Exercise requirements - Whenever the word "potted" turns up in a line of the data below, copy that line.

━━ Data ━━

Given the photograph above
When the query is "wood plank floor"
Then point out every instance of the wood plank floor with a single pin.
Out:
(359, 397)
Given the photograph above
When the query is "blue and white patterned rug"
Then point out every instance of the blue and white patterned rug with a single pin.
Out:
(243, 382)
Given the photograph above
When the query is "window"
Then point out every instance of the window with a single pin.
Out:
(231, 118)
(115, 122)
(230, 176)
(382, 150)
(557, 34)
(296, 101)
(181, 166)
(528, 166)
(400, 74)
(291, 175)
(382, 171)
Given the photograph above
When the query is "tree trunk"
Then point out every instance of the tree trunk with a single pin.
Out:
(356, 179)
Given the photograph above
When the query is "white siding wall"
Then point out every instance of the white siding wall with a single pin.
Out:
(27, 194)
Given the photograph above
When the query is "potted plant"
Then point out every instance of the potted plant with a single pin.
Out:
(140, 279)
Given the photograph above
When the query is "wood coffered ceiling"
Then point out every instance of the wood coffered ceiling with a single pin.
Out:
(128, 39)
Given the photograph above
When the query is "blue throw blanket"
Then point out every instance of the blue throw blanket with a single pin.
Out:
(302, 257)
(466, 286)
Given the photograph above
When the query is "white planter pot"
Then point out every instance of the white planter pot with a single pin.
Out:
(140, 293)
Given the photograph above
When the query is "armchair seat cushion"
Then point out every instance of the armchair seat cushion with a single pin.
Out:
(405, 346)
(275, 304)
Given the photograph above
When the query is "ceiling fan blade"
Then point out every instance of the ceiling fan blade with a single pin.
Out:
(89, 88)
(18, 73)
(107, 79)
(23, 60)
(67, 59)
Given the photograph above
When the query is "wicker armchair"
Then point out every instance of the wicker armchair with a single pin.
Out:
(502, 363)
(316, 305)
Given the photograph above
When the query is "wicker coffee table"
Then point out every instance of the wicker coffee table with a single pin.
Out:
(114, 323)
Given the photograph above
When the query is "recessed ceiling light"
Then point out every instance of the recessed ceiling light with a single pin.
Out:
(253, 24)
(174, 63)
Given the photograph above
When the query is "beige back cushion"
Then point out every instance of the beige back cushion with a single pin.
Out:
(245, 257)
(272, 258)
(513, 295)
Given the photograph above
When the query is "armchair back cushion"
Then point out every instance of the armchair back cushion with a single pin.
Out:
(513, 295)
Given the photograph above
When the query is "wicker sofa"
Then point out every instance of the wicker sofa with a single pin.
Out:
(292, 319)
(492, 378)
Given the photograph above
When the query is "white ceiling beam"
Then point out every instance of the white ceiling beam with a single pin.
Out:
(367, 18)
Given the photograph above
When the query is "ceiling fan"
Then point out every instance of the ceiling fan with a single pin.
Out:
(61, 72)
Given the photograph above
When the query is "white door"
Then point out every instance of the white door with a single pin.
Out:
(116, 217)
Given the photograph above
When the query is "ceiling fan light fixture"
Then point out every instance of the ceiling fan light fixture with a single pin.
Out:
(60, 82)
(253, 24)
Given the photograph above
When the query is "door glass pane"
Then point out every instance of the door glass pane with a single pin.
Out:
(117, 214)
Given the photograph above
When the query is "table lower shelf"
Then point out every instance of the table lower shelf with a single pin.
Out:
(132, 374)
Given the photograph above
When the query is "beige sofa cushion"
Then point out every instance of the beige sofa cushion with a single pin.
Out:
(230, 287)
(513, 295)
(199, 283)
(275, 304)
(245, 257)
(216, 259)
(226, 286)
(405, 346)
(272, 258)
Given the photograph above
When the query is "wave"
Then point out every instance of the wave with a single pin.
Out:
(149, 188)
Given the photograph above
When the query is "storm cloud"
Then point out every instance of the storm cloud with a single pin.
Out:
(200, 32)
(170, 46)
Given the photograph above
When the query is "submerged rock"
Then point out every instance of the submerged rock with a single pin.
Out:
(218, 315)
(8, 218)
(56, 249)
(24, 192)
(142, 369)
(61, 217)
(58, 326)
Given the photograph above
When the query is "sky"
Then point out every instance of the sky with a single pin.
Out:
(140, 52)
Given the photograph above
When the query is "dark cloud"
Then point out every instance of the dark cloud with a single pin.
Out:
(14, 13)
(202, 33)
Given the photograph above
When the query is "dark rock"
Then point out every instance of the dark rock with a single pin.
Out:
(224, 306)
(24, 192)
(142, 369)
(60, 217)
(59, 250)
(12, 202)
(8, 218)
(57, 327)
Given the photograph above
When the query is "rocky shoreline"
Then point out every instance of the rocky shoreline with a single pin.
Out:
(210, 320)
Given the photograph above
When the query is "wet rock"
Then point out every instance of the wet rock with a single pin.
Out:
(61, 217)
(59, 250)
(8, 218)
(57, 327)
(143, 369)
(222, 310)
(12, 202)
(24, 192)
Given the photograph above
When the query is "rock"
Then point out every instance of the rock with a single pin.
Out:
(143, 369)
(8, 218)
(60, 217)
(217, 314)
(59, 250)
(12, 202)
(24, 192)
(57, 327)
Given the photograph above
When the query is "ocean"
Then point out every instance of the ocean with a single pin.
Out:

━━━

Answer below -
When the query is "potted plant"
Then point out every instance of the potted plant with a single pin.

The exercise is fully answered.